### [Data for processing]

-=-=-=-=-

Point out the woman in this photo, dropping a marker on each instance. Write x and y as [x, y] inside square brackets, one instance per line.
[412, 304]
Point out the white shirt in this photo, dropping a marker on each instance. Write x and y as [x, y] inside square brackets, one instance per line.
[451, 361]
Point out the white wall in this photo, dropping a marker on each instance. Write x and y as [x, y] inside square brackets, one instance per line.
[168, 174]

-=-=-=-=-

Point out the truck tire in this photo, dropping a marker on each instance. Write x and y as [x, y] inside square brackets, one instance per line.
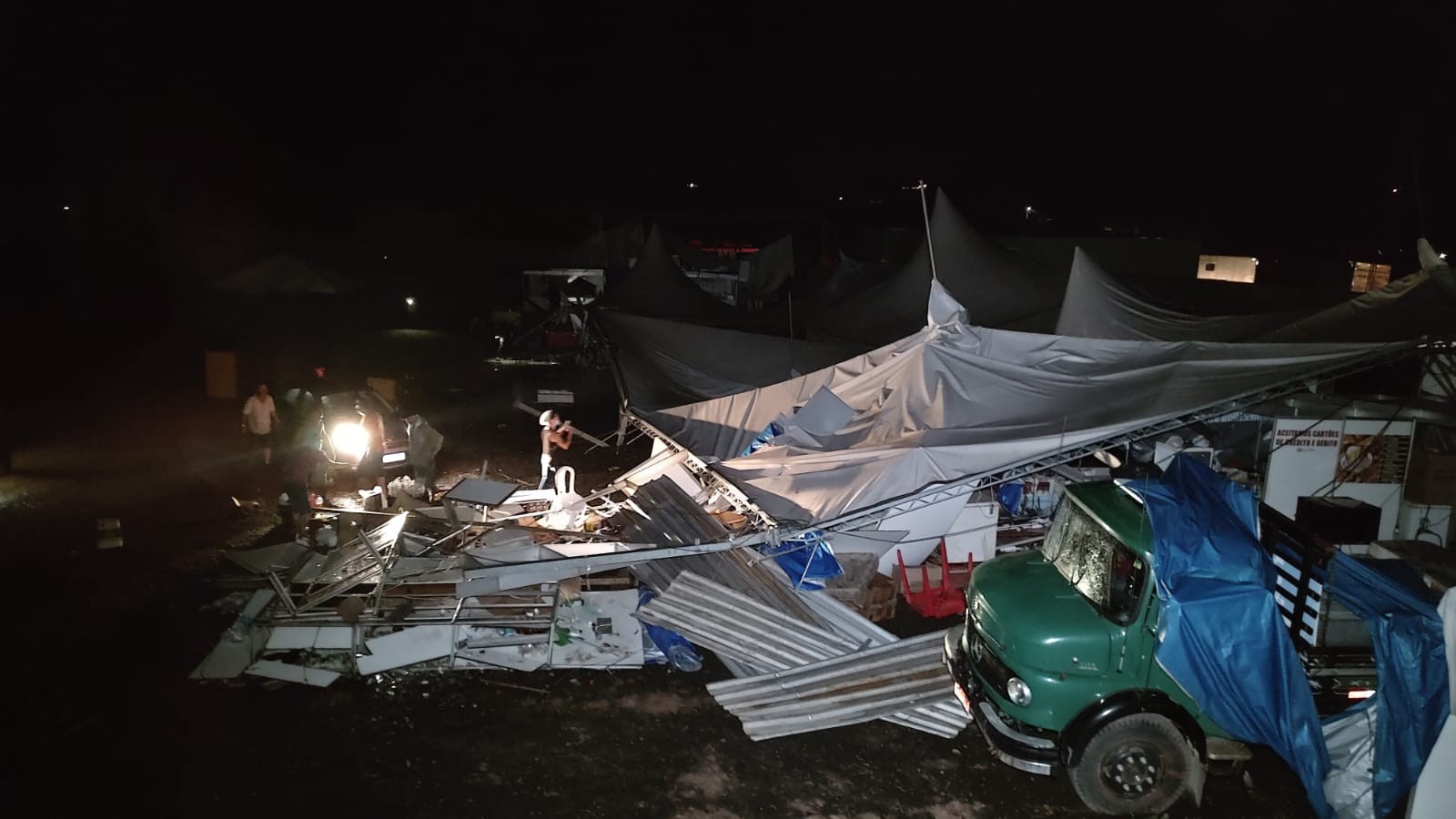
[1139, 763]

-=-=-=-=-

### [Instructions to follow]
Could you return, word for word, the lines from the one holding "Point out the truck" through the one holding "[1139, 763]", both ends included, with the pictures left out?

### [Final result]
Point out the truck tire in this photo, dropping a marker on each instance. Write x and y as [x, y] inside square brackets, one instance per line.
[1139, 763]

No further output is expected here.